| PROBLEM STATEMENT |
Reproduce every line of the following entries verbatim, without any changes.

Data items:
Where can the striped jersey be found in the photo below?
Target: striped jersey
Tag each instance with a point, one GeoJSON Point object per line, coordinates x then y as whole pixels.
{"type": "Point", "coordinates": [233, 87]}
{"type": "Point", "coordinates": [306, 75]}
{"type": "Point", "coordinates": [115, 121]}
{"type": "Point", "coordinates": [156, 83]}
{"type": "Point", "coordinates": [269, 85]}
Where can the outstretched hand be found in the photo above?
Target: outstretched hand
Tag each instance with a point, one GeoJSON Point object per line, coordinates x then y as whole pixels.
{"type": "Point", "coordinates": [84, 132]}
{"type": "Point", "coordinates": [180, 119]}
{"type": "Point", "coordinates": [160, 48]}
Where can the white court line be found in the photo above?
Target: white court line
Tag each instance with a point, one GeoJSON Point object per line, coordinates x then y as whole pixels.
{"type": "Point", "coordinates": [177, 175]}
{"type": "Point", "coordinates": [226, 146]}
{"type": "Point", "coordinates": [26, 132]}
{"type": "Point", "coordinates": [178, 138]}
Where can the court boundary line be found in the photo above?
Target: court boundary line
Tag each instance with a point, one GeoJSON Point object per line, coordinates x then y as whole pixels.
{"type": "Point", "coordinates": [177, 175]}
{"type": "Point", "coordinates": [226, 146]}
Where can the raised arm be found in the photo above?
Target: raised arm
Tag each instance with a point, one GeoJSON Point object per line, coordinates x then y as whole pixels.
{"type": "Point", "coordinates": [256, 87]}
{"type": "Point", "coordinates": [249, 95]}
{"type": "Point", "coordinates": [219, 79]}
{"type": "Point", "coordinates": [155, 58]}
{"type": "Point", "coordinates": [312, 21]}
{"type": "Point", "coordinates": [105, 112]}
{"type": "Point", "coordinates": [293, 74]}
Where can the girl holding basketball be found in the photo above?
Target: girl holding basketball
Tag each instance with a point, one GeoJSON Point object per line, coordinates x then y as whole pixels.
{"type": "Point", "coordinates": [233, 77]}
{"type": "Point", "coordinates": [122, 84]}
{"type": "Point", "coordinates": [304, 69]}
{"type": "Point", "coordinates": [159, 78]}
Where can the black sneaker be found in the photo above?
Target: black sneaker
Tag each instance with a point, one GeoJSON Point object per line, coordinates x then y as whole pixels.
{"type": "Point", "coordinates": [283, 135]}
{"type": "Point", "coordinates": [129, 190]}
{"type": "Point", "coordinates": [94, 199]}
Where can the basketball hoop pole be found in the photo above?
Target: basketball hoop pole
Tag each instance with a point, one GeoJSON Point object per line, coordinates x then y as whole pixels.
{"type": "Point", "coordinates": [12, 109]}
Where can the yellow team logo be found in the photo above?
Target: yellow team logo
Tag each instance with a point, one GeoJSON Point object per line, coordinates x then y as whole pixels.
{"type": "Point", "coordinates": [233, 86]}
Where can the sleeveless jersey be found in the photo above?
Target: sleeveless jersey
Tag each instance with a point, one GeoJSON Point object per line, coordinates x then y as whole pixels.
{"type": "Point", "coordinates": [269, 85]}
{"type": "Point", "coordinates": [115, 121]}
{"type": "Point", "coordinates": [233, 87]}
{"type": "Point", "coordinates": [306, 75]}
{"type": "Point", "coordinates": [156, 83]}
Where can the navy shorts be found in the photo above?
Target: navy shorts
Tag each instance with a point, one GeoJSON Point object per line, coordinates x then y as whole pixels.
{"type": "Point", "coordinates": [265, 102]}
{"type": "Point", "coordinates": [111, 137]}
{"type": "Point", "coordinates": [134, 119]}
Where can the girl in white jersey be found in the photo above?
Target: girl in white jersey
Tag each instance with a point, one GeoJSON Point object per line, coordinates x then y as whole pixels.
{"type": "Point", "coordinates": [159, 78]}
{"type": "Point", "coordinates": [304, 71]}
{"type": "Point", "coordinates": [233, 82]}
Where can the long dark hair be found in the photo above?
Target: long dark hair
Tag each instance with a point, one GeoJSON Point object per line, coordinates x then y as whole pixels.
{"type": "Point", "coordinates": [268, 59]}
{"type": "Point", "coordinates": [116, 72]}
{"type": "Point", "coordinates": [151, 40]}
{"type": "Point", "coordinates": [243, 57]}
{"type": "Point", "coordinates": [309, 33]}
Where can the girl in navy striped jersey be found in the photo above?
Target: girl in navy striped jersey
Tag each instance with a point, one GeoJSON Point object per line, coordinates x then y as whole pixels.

| SOLUTION |
Where can the striped jersey be found in the photo below?
Target: striped jersey
Tag each instance with a point, one GeoJSON Point object per line, coordinates x then y as whole pixels.
{"type": "Point", "coordinates": [233, 87]}
{"type": "Point", "coordinates": [306, 75]}
{"type": "Point", "coordinates": [115, 121]}
{"type": "Point", "coordinates": [156, 83]}
{"type": "Point", "coordinates": [269, 85]}
Where can the outstretched hand be found in the photo above?
Target: outstretched hand
Tag each instance with a point, one GeoJSON Point object per line, coordinates x then y as whole pixels.
{"type": "Point", "coordinates": [84, 132]}
{"type": "Point", "coordinates": [180, 119]}
{"type": "Point", "coordinates": [160, 48]}
Where can the white court line be found in the photo above?
Target: white court line
Tag each instance with a point, one GeoJSON Point object per line, coordinates x then y as whole pixels.
{"type": "Point", "coordinates": [177, 175]}
{"type": "Point", "coordinates": [226, 146]}
{"type": "Point", "coordinates": [26, 132]}
{"type": "Point", "coordinates": [178, 138]}
Where can the court boundary line be found in the photo above?
Target: court boundary line
Tag each instance with a point, one GeoJSON Point object per line, coordinates x then y as whole pixels.
{"type": "Point", "coordinates": [177, 175]}
{"type": "Point", "coordinates": [226, 146]}
Where can the raised arm be found in the photo above?
Target: raised arm
Tag each instance with a point, one GeoJSON Point object per line, coordinates x then y as whole pixels.
{"type": "Point", "coordinates": [256, 87]}
{"type": "Point", "coordinates": [249, 95]}
{"type": "Point", "coordinates": [219, 79]}
{"type": "Point", "coordinates": [155, 58]}
{"type": "Point", "coordinates": [312, 21]}
{"type": "Point", "coordinates": [105, 112]}
{"type": "Point", "coordinates": [293, 74]}
Where can the girl holding basketball be found in the photo above?
Target: girl holding basketball
Tag each instance with a point, one GeoJSON Point object per line, coordinates x then y as whole pixels.
{"type": "Point", "coordinates": [233, 77]}
{"type": "Point", "coordinates": [122, 84]}
{"type": "Point", "coordinates": [304, 69]}
{"type": "Point", "coordinates": [159, 78]}
Where can the black sneaker be found in the photo above?
Target: black sneaker
Tag each instance with a point, one GeoJSON Point object per line, coordinates x then y as whole pixels.
{"type": "Point", "coordinates": [283, 135]}
{"type": "Point", "coordinates": [129, 190]}
{"type": "Point", "coordinates": [94, 199]}
Where can the basketball hoop pole be found in the photo above?
Target: basketball hoop pole
Tag each instance with a point, one GeoJSON Point object per line, coordinates x then y as whole pixels.
{"type": "Point", "coordinates": [12, 109]}
Where can the yellow team logo be found in the photo above?
Target: yellow team logo
Tag each instance with a point, one GeoJSON Point object per line, coordinates x then y as whole pixels.
{"type": "Point", "coordinates": [233, 86]}
Where can the sleeveless jersey be found in the photo above?
Target: sleeveless jersey
Tag each instance with a point, one GeoJSON Point object per line, coordinates x then y as whole pixels.
{"type": "Point", "coordinates": [269, 85]}
{"type": "Point", "coordinates": [115, 121]}
{"type": "Point", "coordinates": [233, 87]}
{"type": "Point", "coordinates": [306, 75]}
{"type": "Point", "coordinates": [156, 83]}
Where can the navy shorts be found in the photo above?
Target: navy shorts
Tag each instance with a point, one GeoJSON Point object per line, coordinates x then y as whole pixels.
{"type": "Point", "coordinates": [265, 102]}
{"type": "Point", "coordinates": [111, 137]}
{"type": "Point", "coordinates": [134, 119]}
Where can the girl in white jersey be found in the photo above?
Target: girl in white jersey
Tag each instance with a point, one GeoJSON Point object per line, coordinates x then y as whole pixels.
{"type": "Point", "coordinates": [159, 78]}
{"type": "Point", "coordinates": [304, 71]}
{"type": "Point", "coordinates": [233, 82]}
Where can the long dark hair be found in the photo above?
Target: long dark hair
Tag each instance with a point, one GeoJSON Point object per line, coordinates x then y as whole pixels.
{"type": "Point", "coordinates": [268, 59]}
{"type": "Point", "coordinates": [116, 72]}
{"type": "Point", "coordinates": [151, 40]}
{"type": "Point", "coordinates": [243, 57]}
{"type": "Point", "coordinates": [309, 33]}
Where can the girl in navy striped jersey be found in the photo above?
Target: girl in navy striped jersey
Tag each instance with a point, one GeoJSON Point object per line, coordinates x then y as whole pixels.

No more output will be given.